◆ **Directions**
How many lines of the items below contain the word "smile"? Reply with the number only.

◆ **Dataset records**
* start *

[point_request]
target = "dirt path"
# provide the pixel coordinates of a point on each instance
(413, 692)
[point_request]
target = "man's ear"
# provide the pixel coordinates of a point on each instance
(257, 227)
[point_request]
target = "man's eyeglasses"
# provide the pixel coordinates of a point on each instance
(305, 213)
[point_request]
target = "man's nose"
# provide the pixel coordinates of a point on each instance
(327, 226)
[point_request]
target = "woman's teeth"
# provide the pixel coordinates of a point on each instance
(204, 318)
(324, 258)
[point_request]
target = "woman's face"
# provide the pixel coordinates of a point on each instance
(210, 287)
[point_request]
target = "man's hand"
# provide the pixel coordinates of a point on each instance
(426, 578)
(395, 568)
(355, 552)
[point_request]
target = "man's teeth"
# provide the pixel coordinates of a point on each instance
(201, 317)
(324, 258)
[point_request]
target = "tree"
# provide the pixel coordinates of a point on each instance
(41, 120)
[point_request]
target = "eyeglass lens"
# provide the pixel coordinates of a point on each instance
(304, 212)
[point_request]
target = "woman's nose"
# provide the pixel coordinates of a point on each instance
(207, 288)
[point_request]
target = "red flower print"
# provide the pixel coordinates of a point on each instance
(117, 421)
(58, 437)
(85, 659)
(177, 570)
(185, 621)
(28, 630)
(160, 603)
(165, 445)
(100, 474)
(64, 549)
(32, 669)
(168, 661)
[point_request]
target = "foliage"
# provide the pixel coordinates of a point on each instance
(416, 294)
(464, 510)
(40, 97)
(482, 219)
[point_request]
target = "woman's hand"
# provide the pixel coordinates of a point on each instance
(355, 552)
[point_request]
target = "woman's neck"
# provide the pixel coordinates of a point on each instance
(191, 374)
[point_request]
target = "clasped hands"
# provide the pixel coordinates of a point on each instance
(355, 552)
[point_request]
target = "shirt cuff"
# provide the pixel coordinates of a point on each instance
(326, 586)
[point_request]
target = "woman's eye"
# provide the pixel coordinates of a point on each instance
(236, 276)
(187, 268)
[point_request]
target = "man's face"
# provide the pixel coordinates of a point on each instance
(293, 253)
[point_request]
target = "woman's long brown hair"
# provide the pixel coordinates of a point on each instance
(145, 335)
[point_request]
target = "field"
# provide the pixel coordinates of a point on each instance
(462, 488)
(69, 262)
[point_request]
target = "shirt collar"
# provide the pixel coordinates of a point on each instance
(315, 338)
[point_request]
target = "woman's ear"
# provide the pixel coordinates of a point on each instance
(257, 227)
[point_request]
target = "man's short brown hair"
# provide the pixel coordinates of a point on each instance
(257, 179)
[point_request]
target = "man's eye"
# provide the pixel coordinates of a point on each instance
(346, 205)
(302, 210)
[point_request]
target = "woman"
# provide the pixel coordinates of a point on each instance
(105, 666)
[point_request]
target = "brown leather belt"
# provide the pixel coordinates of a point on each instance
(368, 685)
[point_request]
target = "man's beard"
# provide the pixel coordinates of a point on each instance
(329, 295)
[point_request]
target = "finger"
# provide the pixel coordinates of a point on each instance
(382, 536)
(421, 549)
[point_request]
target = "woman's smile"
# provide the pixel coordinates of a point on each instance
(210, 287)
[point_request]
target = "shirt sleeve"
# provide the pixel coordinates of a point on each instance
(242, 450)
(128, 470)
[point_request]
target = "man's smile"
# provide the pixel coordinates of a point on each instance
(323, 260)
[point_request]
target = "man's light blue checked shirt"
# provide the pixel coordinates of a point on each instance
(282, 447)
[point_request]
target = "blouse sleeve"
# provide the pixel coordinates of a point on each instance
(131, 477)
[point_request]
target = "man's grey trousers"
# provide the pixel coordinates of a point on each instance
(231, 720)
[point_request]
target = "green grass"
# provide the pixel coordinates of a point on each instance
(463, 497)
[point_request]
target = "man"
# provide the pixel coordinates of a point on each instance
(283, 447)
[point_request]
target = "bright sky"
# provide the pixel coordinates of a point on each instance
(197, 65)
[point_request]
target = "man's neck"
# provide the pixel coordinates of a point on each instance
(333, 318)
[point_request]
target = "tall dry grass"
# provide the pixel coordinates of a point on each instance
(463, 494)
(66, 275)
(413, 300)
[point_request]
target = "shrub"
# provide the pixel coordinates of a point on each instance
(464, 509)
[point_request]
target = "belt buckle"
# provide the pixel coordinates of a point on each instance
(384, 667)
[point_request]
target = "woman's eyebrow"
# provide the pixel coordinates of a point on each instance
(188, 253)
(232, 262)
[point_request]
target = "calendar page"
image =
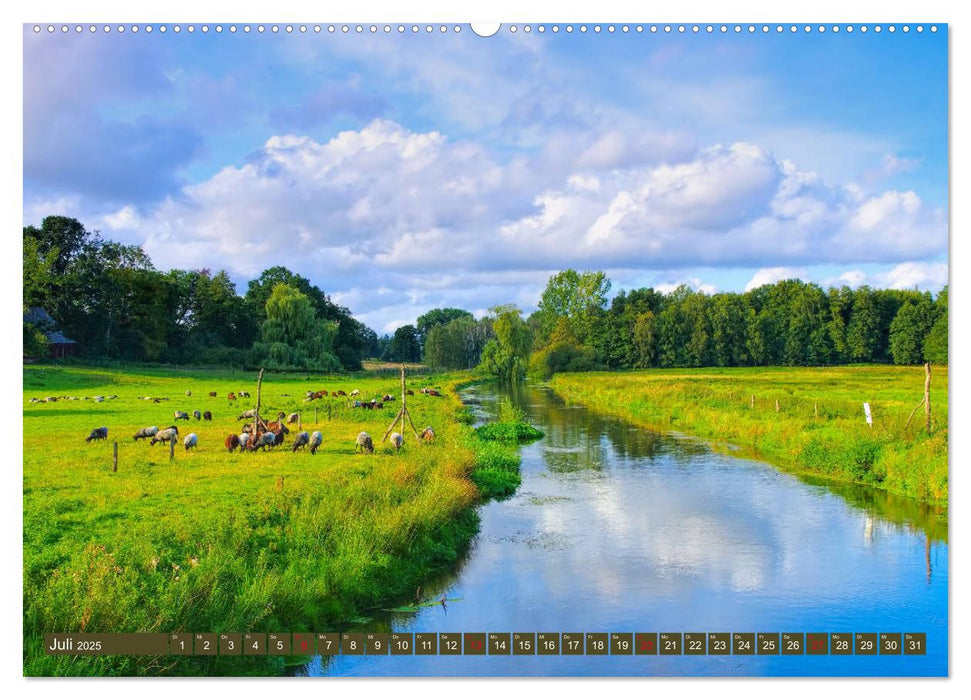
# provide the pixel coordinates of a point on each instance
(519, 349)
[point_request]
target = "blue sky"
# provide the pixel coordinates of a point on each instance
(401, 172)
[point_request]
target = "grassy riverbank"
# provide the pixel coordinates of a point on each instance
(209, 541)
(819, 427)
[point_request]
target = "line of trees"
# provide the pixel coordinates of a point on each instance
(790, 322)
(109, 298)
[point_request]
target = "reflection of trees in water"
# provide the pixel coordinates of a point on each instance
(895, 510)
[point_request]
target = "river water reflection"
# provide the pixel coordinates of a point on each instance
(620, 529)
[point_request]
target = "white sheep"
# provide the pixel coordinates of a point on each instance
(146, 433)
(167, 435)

* end *
* start *

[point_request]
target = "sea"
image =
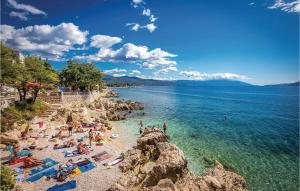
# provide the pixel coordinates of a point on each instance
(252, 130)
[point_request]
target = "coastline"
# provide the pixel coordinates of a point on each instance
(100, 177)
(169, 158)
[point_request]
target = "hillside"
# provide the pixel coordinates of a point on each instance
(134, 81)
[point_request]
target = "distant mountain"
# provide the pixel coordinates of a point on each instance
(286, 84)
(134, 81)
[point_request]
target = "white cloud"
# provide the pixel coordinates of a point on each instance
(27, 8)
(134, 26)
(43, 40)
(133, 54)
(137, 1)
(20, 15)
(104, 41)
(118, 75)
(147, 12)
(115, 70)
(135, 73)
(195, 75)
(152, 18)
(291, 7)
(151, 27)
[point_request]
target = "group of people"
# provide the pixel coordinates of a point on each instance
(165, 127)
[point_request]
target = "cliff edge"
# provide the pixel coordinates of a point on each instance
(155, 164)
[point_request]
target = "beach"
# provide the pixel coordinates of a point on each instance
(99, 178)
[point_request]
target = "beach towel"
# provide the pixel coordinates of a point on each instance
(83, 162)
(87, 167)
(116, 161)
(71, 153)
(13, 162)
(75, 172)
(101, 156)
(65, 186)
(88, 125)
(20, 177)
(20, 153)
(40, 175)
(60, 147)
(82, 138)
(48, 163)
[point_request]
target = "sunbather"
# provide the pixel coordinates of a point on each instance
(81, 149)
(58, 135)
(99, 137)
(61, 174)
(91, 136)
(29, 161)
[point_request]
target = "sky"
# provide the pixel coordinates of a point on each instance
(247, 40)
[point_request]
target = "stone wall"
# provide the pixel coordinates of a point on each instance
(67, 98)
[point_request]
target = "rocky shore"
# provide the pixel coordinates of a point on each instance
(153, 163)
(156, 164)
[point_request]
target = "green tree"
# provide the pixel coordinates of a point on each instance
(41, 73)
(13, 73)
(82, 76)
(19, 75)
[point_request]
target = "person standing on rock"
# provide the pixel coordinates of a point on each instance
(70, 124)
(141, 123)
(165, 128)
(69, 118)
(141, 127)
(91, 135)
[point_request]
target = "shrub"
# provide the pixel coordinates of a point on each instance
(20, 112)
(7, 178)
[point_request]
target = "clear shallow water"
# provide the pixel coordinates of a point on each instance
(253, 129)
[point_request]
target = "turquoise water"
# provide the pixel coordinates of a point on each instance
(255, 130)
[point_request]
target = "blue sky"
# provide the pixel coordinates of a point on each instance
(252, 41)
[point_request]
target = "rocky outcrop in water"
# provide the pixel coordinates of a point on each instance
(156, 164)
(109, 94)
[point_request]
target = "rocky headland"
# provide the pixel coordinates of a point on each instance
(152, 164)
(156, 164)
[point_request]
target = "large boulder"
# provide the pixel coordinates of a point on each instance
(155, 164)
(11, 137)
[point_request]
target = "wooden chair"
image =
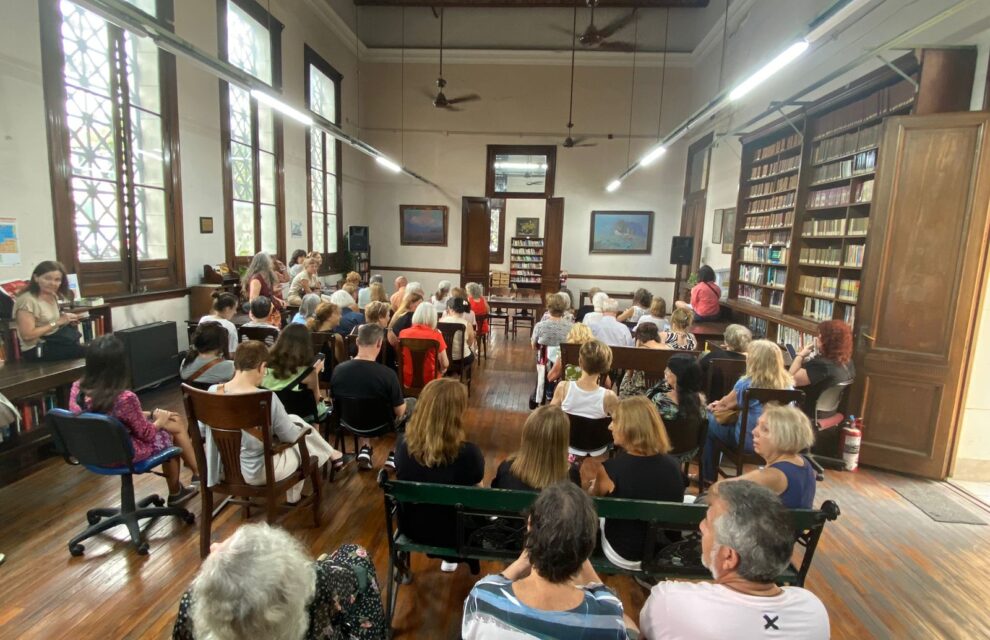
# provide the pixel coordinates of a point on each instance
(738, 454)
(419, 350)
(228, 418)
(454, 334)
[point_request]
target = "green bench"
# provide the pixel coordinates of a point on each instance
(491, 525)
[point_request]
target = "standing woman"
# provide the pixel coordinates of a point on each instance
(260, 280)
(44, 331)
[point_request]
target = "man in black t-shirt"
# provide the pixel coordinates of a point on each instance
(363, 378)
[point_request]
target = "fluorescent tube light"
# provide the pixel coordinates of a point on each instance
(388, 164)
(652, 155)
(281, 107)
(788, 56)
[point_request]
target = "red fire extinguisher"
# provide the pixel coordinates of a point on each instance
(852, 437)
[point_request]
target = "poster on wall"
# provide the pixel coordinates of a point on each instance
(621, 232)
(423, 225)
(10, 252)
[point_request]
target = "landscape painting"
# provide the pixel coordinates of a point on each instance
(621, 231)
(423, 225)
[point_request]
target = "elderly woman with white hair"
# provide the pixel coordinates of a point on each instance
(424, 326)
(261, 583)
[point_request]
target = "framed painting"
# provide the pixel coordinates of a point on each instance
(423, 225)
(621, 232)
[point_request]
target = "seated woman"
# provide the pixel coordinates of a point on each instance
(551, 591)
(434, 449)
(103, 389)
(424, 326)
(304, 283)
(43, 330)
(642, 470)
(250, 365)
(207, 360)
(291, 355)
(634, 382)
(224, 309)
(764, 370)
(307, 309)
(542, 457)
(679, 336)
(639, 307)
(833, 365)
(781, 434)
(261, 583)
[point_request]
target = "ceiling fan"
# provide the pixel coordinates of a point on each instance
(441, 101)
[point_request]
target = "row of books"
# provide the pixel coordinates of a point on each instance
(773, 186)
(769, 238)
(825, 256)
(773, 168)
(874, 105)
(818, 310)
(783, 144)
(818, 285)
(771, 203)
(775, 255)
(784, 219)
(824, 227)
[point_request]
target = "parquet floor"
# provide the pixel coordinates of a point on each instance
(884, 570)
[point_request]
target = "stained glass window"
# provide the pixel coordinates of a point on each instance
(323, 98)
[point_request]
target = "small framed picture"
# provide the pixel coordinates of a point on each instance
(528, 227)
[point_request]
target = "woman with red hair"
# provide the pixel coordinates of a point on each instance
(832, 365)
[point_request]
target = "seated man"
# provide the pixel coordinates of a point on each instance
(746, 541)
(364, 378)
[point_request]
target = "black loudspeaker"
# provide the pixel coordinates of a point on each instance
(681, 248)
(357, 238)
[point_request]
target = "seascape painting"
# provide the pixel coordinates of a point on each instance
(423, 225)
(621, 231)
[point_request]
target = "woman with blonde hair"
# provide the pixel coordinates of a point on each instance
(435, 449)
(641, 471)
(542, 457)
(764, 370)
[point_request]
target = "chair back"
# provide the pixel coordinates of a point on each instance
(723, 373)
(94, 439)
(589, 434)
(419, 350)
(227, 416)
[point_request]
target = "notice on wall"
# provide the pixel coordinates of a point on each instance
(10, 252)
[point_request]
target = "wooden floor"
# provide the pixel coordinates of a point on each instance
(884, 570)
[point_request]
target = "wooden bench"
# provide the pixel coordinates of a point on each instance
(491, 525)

* end *
* start *

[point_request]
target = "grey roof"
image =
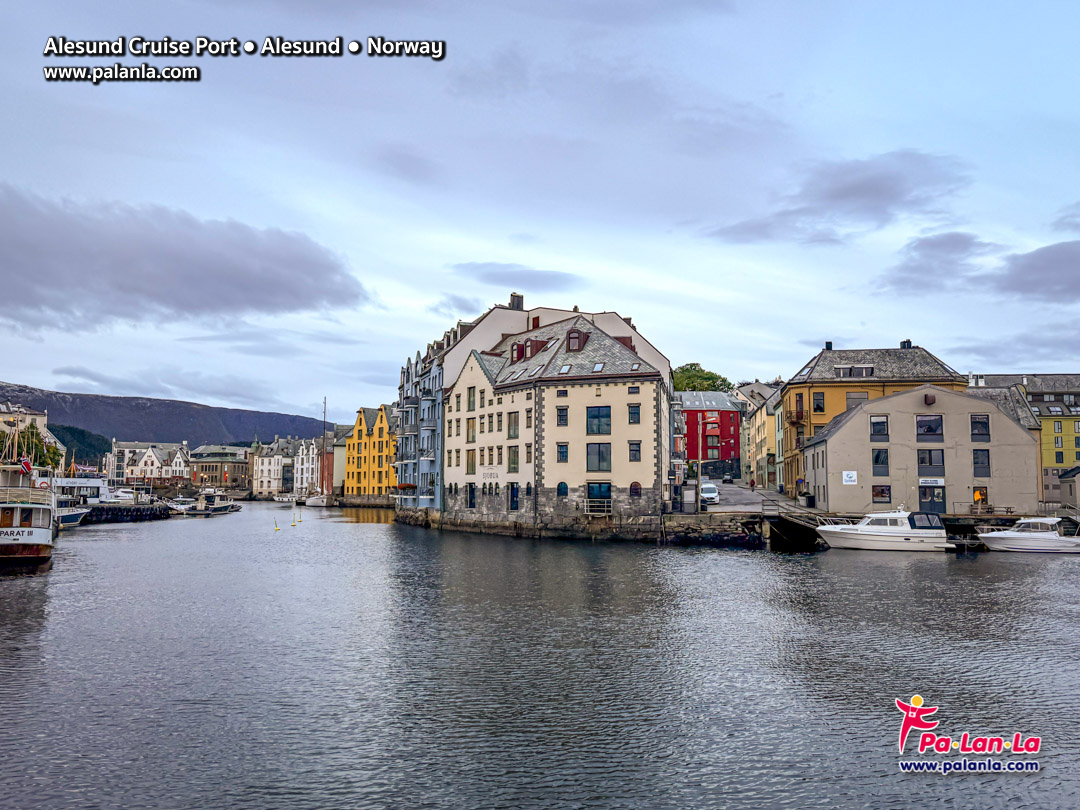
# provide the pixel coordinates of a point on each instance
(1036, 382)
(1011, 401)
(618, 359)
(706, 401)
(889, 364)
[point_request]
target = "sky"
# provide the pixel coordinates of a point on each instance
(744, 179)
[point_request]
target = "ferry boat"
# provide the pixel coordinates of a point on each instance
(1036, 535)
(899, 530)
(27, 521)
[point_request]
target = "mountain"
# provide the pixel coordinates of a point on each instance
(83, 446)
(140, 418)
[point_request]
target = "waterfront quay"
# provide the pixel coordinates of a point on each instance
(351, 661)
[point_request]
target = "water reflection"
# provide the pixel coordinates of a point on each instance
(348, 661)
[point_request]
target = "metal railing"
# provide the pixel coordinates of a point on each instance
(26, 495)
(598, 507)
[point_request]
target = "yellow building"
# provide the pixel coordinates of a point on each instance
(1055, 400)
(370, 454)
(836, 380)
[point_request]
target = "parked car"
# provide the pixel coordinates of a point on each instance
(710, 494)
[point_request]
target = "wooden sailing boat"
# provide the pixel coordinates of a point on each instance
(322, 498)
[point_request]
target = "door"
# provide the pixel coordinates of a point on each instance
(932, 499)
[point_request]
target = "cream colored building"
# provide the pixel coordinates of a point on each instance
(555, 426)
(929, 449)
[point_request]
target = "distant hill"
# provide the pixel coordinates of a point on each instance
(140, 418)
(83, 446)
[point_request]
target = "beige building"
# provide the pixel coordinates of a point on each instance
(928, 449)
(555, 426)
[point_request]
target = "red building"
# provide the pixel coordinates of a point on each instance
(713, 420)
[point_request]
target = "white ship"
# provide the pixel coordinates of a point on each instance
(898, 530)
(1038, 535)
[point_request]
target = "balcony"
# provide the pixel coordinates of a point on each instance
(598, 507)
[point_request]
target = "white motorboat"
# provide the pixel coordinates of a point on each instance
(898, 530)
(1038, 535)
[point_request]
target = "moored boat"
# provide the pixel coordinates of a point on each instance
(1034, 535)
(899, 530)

* end *

◆ **Answer to this exercise**
2